- **Set task 1**
In the film industry debate, which act does the first speaker say should be scrapped?
- **Set task 2**
Rewrite the film industry debate starting at "My Lords, like" and ending at "to be abolished.", putting "president" in place of "chairman".
── Supplied passage ──
The first thing that has to go is the cinema tax. I fervently hope that it will go soon. Next, I would ask the Government to meet all sections of the film industry to examine the operation of the production fund and make some much-needed adjustments to it. The Sunday Entertainments Act should be scrapped, as it is now archaic and out of date. These are all important matters and should be tackled by the Government without delay. The year 1959 was certainly a bad year for the film industry of this country; but, like many others in your Lordships' House, I look forward to the future and hope that the present Government is going to help the British film industry with all its power and, more important still, with its fullest sympathy and understanding.

4.2 p.m.


My Lords, like the noble Lord, Lord Westwood, in a debate on a subject like this I have to declare an interest, because I am chairman of a federation of British film producers, mainly independent producers. It was in that capacity that I took part this morning in a deputation representing the whole of the industry, producers, exhibitors, distributors and trade unions, to the Economic Secretary to the Treasury, to plead with him for the abolition of the entertainments tax. And I shall further be understood to agree with what has been said by the noble Lords, Lord Shepherd and Lord Westwood, with regard to the need for that tax to be abolished.
───
── Records provided ──
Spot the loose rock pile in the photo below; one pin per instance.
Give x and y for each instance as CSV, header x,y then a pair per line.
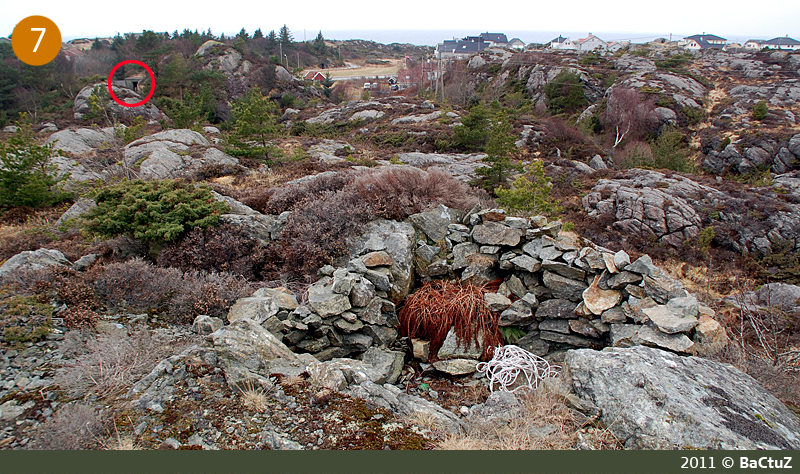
x,y
560,292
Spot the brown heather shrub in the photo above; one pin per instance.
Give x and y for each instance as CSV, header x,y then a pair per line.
x,y
111,362
285,198
396,193
329,210
317,232
74,426
139,286
119,248
216,249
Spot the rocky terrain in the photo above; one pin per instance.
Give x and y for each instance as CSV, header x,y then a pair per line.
x,y
287,324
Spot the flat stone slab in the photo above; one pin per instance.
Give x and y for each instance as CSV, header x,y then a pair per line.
x,y
652,399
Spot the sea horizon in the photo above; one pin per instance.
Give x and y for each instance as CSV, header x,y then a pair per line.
x,y
434,37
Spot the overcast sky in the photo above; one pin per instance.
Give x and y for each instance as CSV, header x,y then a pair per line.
x,y
733,19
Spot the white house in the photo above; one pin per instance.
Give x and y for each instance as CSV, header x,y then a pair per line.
x,y
704,41
590,43
495,39
562,43
785,43
754,44
516,43
615,46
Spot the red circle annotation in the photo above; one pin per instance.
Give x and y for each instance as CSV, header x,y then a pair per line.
x,y
152,83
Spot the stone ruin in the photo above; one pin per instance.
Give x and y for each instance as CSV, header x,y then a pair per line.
x,y
558,290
───
- **Exercise response 1**
The Sunday Entertainments Act.

- **Exercise response 2**
My Lords, like the noble Lord, Lord Westwood, in a debate on a subject like this I have to declare an interest, because I am president of a federation of British film producers, mainly independent producers. It was in that capacity that I took part this morning in a deputation representing the whole of the industry, producers, exhibitors, distributors and trade unions, to the Economic Secretary to the Treasury, to plead with him for the abolition of the entertainments tax. And I shall further be understood to agree with what has been said by the noble Lords, Lord Shepherd and Lord Westwood, with regard to the need for that tax to be abolished.